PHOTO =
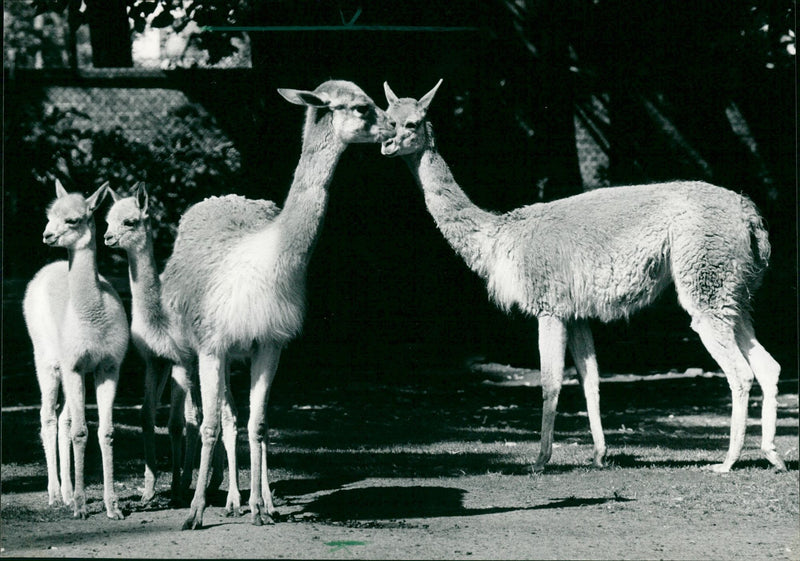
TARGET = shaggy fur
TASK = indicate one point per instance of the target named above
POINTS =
(160, 343)
(77, 325)
(236, 277)
(605, 254)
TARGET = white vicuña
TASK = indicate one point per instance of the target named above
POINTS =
(160, 344)
(78, 325)
(605, 254)
(237, 275)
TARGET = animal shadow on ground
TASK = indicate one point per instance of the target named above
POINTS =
(389, 503)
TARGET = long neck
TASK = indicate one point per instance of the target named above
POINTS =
(145, 286)
(303, 212)
(85, 292)
(466, 227)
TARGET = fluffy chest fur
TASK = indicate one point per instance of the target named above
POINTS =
(257, 294)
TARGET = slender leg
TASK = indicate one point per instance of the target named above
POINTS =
(581, 347)
(48, 384)
(766, 370)
(719, 339)
(229, 433)
(175, 425)
(105, 380)
(151, 383)
(552, 346)
(186, 378)
(212, 387)
(65, 454)
(75, 394)
(263, 368)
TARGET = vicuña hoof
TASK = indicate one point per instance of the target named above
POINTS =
(536, 468)
(233, 505)
(194, 521)
(260, 517)
(775, 460)
(114, 513)
(80, 508)
(718, 468)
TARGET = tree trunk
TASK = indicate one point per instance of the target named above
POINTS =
(110, 33)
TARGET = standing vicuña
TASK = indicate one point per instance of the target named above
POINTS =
(77, 325)
(605, 254)
(159, 342)
(236, 278)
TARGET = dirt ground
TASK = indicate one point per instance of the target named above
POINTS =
(439, 470)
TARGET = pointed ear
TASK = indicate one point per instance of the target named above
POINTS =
(426, 99)
(303, 97)
(390, 95)
(113, 194)
(97, 197)
(142, 198)
(60, 191)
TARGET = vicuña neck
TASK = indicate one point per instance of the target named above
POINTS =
(84, 283)
(466, 227)
(145, 286)
(304, 209)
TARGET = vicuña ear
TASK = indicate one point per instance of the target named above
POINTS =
(426, 99)
(114, 196)
(303, 97)
(391, 97)
(60, 191)
(142, 198)
(96, 198)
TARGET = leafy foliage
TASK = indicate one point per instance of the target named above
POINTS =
(189, 160)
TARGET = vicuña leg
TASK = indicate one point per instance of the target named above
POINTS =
(581, 347)
(212, 382)
(766, 370)
(65, 454)
(719, 339)
(229, 433)
(552, 346)
(106, 378)
(184, 415)
(75, 394)
(153, 382)
(262, 372)
(47, 376)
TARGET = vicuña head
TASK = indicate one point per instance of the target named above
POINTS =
(354, 116)
(407, 116)
(70, 218)
(127, 220)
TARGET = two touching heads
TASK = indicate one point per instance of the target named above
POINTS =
(70, 222)
(356, 118)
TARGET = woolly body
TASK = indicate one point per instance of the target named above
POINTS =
(605, 254)
(65, 338)
(78, 326)
(236, 277)
(245, 293)
(574, 258)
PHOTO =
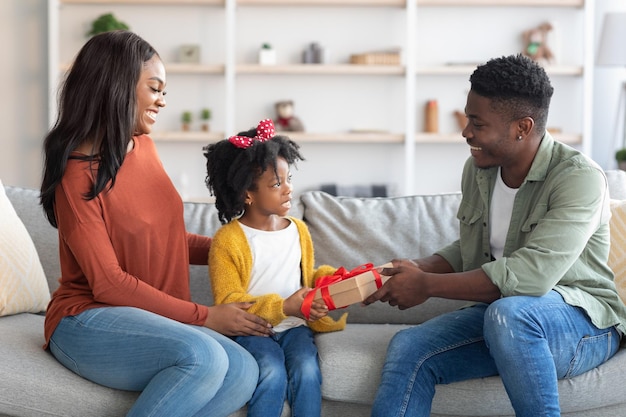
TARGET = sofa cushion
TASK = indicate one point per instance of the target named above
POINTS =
◇ ◇ ◇
Problem description: Rewrite the listing above as a Markdown table with two columns, Row and Line, giving each nonblank line its own numbered row. Leave the pictures out of the table.

Worked solution:
| Row | Line |
|---|---|
| 1 | PHOTO = |
| 2 | TARGET = shaggy fur |
| 3 | TASK = indicate one point per instance of the target named above |
| 4 | POINTS = |
| 5 | (160, 343) |
| 6 | (77, 325) |
| 7 | (236, 277) |
| 8 | (605, 254) |
| 9 | TARGET = white vicuña |
| 10 | TASK = indicate one point per instance of the target named above |
| 11 | POINTS = |
| 12 | (160, 344) |
| 13 | (78, 325) |
| 14 | (605, 254) |
| 15 | (237, 275) |
| 16 | TARGET = animal shadow on ground |
| 17 | TASK = indicate one point per instance of the target named above |
| 18 | POINTS = |
| 19 | (389, 503) |
| 20 | TARGET = long neck |
| 21 | TASK = indicate one point per instance of the target named above |
| 22 | POINTS = |
| 23 | (145, 286) |
| 24 | (303, 212) |
| 25 | (85, 292) |
| 26 | (466, 227) |
| 27 | TARGET = fluffy chest fur |
| 28 | TASK = indicate one point per instance of the target named above |
| 29 | POINTS = |
| 30 | (257, 294) |
| 31 | TARGET = slender leg |
| 32 | TASK = indicate one point per instance of the target named above |
| 33 | POINTS = |
| 34 | (581, 347) |
| 35 | (48, 384) |
| 36 | (766, 370) |
| 37 | (719, 339) |
| 38 | (229, 433) |
| 39 | (175, 425) |
| 40 | (105, 380) |
| 41 | (151, 383) |
| 42 | (552, 346) |
| 43 | (186, 378) |
| 44 | (212, 387) |
| 45 | (65, 454) |
| 46 | (75, 394) |
| 47 | (263, 368) |
| 48 | TARGET = vicuña hoof |
| 49 | TASK = indicate one point per instance of the target named above |
| 50 | POINTS = |
| 51 | (536, 468) |
| 52 | (233, 505) |
| 53 | (194, 521) |
| 54 | (260, 517) |
| 55 | (775, 460) |
| 56 | (114, 513) |
| 57 | (80, 508) |
| 58 | (718, 468) |
| 59 | TARGET = tree trunk |
| 60 | TASK = indicate one point per instance of the target named above |
| 61 | POINTS = |
| 62 | (110, 33) |
| 63 | TARGET = standing vicuña |
| 64 | TASK = indicate one point per instance of the target named above |
| 65 | POINTS = |
| 66 | (77, 325) |
| 67 | (605, 254) |
| 68 | (159, 342) |
| 69 | (236, 278) |
| 70 | TARGET = dirt ground |
| 71 | TASK = indicate one point per instance of the target named above |
| 72 | POINTS = |
| 73 | (439, 470) |
| 74 | TARGET = pointed ear |
| 75 | TASK = indicate one point per instance of the target named above |
| 76 | POINTS = |
| 77 | (426, 99) |
| 78 | (303, 97) |
| 79 | (390, 95) |
| 80 | (113, 194) |
| 81 | (97, 197) |
| 82 | (142, 198) |
| 83 | (60, 191) |
| 84 | TARGET = vicuña neck |
| 85 | TASK = indicate one point per instance of the target named above |
| 86 | POINTS = |
| 87 | (84, 283) |
| 88 | (466, 227) |
| 89 | (145, 286) |
| 90 | (304, 209) |
| 91 | TARGET = vicuña ear |
| 92 | TASK = indicate one point per instance of the target named above |
| 93 | POINTS = |
| 94 | (426, 99) |
| 95 | (114, 196) |
| 96 | (303, 97) |
| 97 | (391, 97) |
| 98 | (60, 191) |
| 99 | (142, 198) |
| 100 | (96, 198) |
| 101 | TARGET = leafy foliage |
| 102 | TASK = indicate one point per instance of the target named above |
| 103 | POINTS = |
| 104 | (189, 160) |
| 105 | TARGET = vicuña leg |
| 106 | TASK = indicate one point per instance of the target named above |
| 107 | POINTS = |
| 108 | (581, 347) |
| 109 | (212, 382) |
| 110 | (766, 370) |
| 111 | (65, 454) |
| 112 | (719, 339) |
| 113 | (229, 433) |
| 114 | (552, 346) |
| 115 | (106, 378) |
| 116 | (184, 415) |
| 117 | (75, 394) |
| 118 | (153, 382) |
| 119 | (262, 372) |
| 120 | (47, 376) |
| 121 | TARGET = vicuña head |
| 122 | TASK = indicate one point per instance of the target named above |
| 123 | POINTS = |
| 124 | (354, 116) |
| 125 | (407, 116) |
| 126 | (70, 218) |
| 127 | (127, 220) |
| 128 | TARGET = two touching heads |
| 129 | TASK = indicate one point per instance of the target named above |
| 130 | POINTS = |
| 131 | (70, 222) |
| 132 | (356, 118) |
| 133 | TARGET = woolly body |
| 134 | TASK = indicate one point per instance of the target named above |
| 135 | POINTS = |
| 136 | (605, 254) |
| 137 | (65, 338) |
| 138 | (78, 326) |
| 139 | (236, 277) |
| 140 | (245, 293) |
| 141 | (574, 258) |
| 142 | PHOTO = |
| 143 | TARGET = sofa cushion |
| 144 | TASK = indicate one point per instance of the target named above |
| 145 | POINTS = |